• _Problem statement_: Retype all the records with nothing changed.

• _Available data_:
-- start --
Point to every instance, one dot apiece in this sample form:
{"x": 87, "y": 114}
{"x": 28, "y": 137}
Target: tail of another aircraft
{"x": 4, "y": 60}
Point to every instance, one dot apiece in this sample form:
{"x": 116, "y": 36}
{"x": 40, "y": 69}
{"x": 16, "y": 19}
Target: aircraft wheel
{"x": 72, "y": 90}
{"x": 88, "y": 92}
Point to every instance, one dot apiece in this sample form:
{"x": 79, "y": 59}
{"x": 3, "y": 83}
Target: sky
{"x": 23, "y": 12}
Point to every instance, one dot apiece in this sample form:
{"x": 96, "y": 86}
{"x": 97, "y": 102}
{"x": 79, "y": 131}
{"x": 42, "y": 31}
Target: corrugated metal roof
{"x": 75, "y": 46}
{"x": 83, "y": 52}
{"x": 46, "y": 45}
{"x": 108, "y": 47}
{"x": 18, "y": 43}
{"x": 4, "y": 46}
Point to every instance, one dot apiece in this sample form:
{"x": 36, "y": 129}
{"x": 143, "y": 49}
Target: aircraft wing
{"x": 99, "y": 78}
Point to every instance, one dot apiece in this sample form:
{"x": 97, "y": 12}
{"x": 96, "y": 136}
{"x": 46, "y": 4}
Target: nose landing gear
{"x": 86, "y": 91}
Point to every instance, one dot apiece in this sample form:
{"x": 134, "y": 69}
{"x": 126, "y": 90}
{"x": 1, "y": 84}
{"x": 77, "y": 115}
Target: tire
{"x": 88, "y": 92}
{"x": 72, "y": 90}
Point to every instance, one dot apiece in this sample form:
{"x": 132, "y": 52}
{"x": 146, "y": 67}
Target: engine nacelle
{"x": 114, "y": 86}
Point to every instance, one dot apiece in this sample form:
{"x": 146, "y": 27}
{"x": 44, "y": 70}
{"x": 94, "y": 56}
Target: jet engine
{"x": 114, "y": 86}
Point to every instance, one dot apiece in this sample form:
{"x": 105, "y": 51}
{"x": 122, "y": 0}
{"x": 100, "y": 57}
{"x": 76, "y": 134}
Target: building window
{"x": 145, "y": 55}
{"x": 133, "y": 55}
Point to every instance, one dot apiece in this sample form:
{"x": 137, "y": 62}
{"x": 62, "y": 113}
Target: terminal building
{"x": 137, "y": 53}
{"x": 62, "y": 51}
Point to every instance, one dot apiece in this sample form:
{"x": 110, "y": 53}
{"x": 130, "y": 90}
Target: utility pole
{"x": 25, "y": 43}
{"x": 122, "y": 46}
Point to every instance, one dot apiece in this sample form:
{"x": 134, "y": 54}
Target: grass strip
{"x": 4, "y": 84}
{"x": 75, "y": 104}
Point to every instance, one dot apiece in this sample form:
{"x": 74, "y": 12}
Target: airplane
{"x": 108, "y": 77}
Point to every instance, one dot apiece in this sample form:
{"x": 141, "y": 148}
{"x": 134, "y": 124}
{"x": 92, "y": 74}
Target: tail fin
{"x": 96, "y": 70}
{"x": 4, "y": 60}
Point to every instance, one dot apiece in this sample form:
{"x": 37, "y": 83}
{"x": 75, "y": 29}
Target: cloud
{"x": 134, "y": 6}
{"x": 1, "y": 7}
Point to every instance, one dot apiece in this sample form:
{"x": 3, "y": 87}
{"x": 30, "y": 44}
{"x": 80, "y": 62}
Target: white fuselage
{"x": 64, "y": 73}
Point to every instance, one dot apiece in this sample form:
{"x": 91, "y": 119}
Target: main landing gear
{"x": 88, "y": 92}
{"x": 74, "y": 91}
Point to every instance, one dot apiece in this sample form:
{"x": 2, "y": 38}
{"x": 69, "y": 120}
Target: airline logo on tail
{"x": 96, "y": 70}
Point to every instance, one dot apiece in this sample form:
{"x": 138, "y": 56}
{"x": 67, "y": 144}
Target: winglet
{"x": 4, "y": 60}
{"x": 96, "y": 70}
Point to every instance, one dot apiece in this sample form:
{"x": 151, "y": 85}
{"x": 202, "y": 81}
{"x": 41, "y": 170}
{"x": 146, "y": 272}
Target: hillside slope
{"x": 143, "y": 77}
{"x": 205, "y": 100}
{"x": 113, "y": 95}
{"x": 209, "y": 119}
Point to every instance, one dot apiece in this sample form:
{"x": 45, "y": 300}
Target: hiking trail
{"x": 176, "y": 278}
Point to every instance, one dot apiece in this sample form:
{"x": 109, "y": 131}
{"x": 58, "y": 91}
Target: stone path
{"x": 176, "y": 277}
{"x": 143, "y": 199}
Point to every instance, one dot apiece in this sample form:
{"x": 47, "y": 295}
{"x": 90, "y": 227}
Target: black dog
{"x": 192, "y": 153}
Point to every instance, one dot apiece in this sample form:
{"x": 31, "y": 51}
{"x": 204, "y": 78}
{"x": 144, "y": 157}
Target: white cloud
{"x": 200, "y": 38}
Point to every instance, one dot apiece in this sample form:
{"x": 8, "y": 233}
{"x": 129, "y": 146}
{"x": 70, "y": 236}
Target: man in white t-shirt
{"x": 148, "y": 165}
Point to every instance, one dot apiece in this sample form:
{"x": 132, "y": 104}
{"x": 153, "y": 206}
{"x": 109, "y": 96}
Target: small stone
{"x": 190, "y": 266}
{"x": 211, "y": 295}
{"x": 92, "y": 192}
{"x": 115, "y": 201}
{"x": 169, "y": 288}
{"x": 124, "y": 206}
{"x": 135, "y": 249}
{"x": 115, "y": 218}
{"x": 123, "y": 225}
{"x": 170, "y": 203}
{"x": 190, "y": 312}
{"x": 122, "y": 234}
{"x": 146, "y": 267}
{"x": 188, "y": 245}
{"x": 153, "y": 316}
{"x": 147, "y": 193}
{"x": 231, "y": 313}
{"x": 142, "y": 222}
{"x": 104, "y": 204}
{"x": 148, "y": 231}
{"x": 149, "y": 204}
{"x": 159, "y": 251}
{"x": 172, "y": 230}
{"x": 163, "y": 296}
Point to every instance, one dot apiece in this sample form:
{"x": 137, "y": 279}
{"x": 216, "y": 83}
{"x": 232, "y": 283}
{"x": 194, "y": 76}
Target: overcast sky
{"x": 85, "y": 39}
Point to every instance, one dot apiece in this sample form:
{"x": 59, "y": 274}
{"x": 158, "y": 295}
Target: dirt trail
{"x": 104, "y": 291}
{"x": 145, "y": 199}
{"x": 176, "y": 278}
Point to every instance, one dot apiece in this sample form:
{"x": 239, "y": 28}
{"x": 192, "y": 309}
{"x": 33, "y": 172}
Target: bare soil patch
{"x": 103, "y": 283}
-- end --
• _Answer for the task_:
Point to every instance, one dot apiece in this sample form:
{"x": 87, "y": 114}
{"x": 28, "y": 137}
Target: tail of another aircraft
{"x": 4, "y": 60}
Point to every instance, one dot apiece in this sample form:
{"x": 116, "y": 36}
{"x": 40, "y": 69}
{"x": 16, "y": 19}
Target: aircraft wheel
{"x": 72, "y": 90}
{"x": 88, "y": 92}
Point to every instance, one dot apiece in this sample form:
{"x": 79, "y": 59}
{"x": 3, "y": 83}
Target: sky
{"x": 23, "y": 12}
Point to every instance, one dot apiece in this sample form:
{"x": 96, "y": 86}
{"x": 97, "y": 102}
{"x": 79, "y": 131}
{"x": 42, "y": 31}
Target: corrugated metal roof
{"x": 75, "y": 46}
{"x": 83, "y": 52}
{"x": 46, "y": 45}
{"x": 108, "y": 47}
{"x": 18, "y": 43}
{"x": 4, "y": 46}
Point to every instance, one dot apiece in this sample form:
{"x": 36, "y": 129}
{"x": 143, "y": 49}
Target: aircraft wing
{"x": 99, "y": 78}
Point to every instance, one dot apiece in this sample form:
{"x": 97, "y": 12}
{"x": 96, "y": 136}
{"x": 46, "y": 4}
Target: nose landing gear
{"x": 86, "y": 91}
Point to every instance, one dot apiece in this sample form:
{"x": 134, "y": 69}
{"x": 126, "y": 90}
{"x": 1, "y": 84}
{"x": 77, "y": 115}
Target: tire
{"x": 88, "y": 92}
{"x": 72, "y": 90}
Point to every instance, one dot apiece in this sample form:
{"x": 132, "y": 52}
{"x": 146, "y": 67}
Target: engine nacelle
{"x": 114, "y": 86}
Point to every instance, one dot apiece in this sample form:
{"x": 146, "y": 27}
{"x": 44, "y": 70}
{"x": 94, "y": 56}
Target: jet engine
{"x": 114, "y": 86}
Point to every instance, one dot apiece in this sample form:
{"x": 105, "y": 51}
{"x": 122, "y": 0}
{"x": 100, "y": 57}
{"x": 76, "y": 134}
Target: building window
{"x": 145, "y": 55}
{"x": 133, "y": 55}
Point to every instance, one dot apiece in this sample form:
{"x": 137, "y": 62}
{"x": 62, "y": 113}
Target: terminal building
{"x": 137, "y": 53}
{"x": 62, "y": 51}
Point to every instance, one dot apiece in this sample form:
{"x": 110, "y": 53}
{"x": 130, "y": 90}
Target: utility pole
{"x": 25, "y": 43}
{"x": 122, "y": 46}
Point to every instance, one dot apiece in this sample form:
{"x": 134, "y": 54}
Target: grass strip
{"x": 4, "y": 84}
{"x": 75, "y": 104}
Point to every instance, one dot apiece in this sample form:
{"x": 74, "y": 12}
Target: airplane
{"x": 108, "y": 77}
Point to every instance, one dot apiece in this sample form:
{"x": 141, "y": 148}
{"x": 134, "y": 124}
{"x": 92, "y": 74}
Target: tail fin
{"x": 96, "y": 70}
{"x": 4, "y": 60}
Point to every instance, one dot apiece in this sample form:
{"x": 37, "y": 83}
{"x": 75, "y": 29}
Target: cloud
{"x": 134, "y": 6}
{"x": 1, "y": 7}
Point to every instance, one dot apiece in this sample form:
{"x": 3, "y": 87}
{"x": 30, "y": 44}
{"x": 80, "y": 62}
Target: white fuselage
{"x": 64, "y": 73}
Point to every instance, one dot apiece in this sample form:
{"x": 91, "y": 119}
Target: main landing gear
{"x": 88, "y": 92}
{"x": 74, "y": 91}
Point to every instance, one dot apiece in this sample form:
{"x": 2, "y": 38}
{"x": 69, "y": 120}
Target: airline logo on tail
{"x": 96, "y": 70}
Point to every instance, one dot apiece in this sample form:
{"x": 138, "y": 56}
{"x": 67, "y": 144}
Target: winglet
{"x": 4, "y": 60}
{"x": 96, "y": 70}
Point to every instance, one dot apiece in this sample form:
{"x": 151, "y": 85}
{"x": 202, "y": 81}
{"x": 41, "y": 170}
{"x": 146, "y": 272}
Target: hillside slope
{"x": 143, "y": 77}
{"x": 205, "y": 100}
{"x": 113, "y": 95}
{"x": 209, "y": 119}
Point to every instance, one dot apiece in this sample form:
{"x": 45, "y": 300}
Target: hiking trail
{"x": 176, "y": 278}
Point to every instance, one dot apiece in this sample form:
{"x": 109, "y": 131}
{"x": 58, "y": 91}
Target: stone path
{"x": 176, "y": 277}
{"x": 143, "y": 199}
Point to every instance, one dot apiece in this sample form:
{"x": 47, "y": 295}
{"x": 90, "y": 227}
Target: black dog
{"x": 192, "y": 153}
Point to every instance, one dot apiece in this sample form:
{"x": 31, "y": 51}
{"x": 204, "y": 78}
{"x": 144, "y": 157}
Target: white cloud
{"x": 200, "y": 38}
Point to every instance, one dot apiece in this sample form:
{"x": 8, "y": 233}
{"x": 129, "y": 146}
{"x": 70, "y": 236}
Target: man in white t-shirt
{"x": 148, "y": 165}
Point to every instance, one dot apiece in this sample form:
{"x": 132, "y": 104}
{"x": 153, "y": 206}
{"x": 109, "y": 96}
Target: small stone
{"x": 190, "y": 266}
{"x": 211, "y": 295}
{"x": 92, "y": 192}
{"x": 115, "y": 201}
{"x": 169, "y": 288}
{"x": 124, "y": 206}
{"x": 135, "y": 249}
{"x": 115, "y": 218}
{"x": 123, "y": 225}
{"x": 170, "y": 203}
{"x": 190, "y": 312}
{"x": 122, "y": 234}
{"x": 146, "y": 267}
{"x": 188, "y": 245}
{"x": 153, "y": 316}
{"x": 147, "y": 193}
{"x": 231, "y": 313}
{"x": 142, "y": 222}
{"x": 104, "y": 204}
{"x": 148, "y": 231}
{"x": 149, "y": 204}
{"x": 159, "y": 251}
{"x": 172, "y": 230}
{"x": 163, "y": 296}
Point to every instance, one dot apiece in this sample form:
{"x": 137, "y": 279}
{"x": 216, "y": 83}
{"x": 232, "y": 283}
{"x": 194, "y": 76}
Target: overcast sky
{"x": 85, "y": 39}
Point to every instance, one dot apiece in this sample form:
{"x": 59, "y": 274}
{"x": 158, "y": 295}
Target: dirt trail
{"x": 104, "y": 291}
{"x": 145, "y": 199}
{"x": 176, "y": 278}
Point to every instance, one dot apiece in this sample form:
{"x": 239, "y": 28}
{"x": 192, "y": 309}
{"x": 33, "y": 172}
Target: bare soil patch
{"x": 103, "y": 283}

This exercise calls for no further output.